# What this task involves
Continue the news story below about the Dingledange civil servant who communicates with a half-dead look, starting after its last sentence.

DINGLEDANGE — Residents of this rural commune have been flocking to see a local state employee who has a rare talent: he can communicate using nothing more than a half-dead look in his eyes.
“He doesn’t use words, not in the traditional sense,” says longtime resident Pol Toumblé, who estimates he’s interacted with civil servant Patrick Fesch at least 100 times over the years. “Instead he tilts his head and looks to one side, which at first makes you think he’s not interested in helping you.”
“Which is actually quite true, and in fact you get the impression he’d rather you didn’t exist,” said Toumblé’s wife Antoinette. “But somehow he gets the job done.”
The 34-year-old Fesch became a fonctionnaire soon after finishing lycée, say his colleagues, but the blank nothingness on his face only appeared in the last year or two, coinciding with a decline in his verbal communication.
“Does he hate his job?” says colleague Isabel Silva. “Does he just want us to think he hates his job? Does it even matter?”
Kieran Landry, who moved to Luxembourg in September, says he never knew that a half-dead look in someone’s eyes could say so much.

# Data shown
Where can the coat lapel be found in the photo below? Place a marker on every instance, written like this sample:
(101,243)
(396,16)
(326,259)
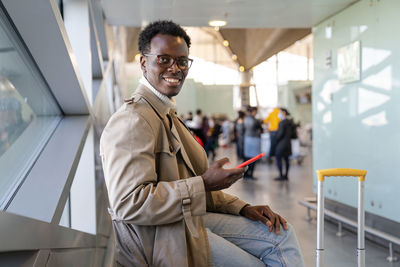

# Answer section
“I didn’t understand how to get a Luxembourgish driving license, so someone advised me to go to the commune,” Landry said. “I took a number and when it was my turn, I walked up to the counter and saw this guy and I was like, why won’t he acknowledge me? Is he even alive?”
“His eyes were literally sagging, and I don’t know how that’s physically possible,” he added. “But somehow I understood his message, which was that I was in the wrong office.”
Yuan Liang, who moved to Luxembourg with her husband and young daughter last year, says she remembers encountering Fesch soon after she arrived. Because she struggles with English and can’t speak any of the official languages, Liang says she was relieved to find someone who wouldn’t talk to her.
“I wanted to know which documents I needed to register for chèque-service,” Liang said. “Instead of being forced into an uncomfortable exchange of audible words, I found a very sympathetic person who sat there, slumped over, looking like a surgery patient who’s just woken up from heavy sedation.”
Fesch declined our request for an interview, but he did use his half-dead look to say that he’s tired, and that dealing with nearly identical requests day after day is slowly turning his once active mind into a bowl of cold Bouneschlupp.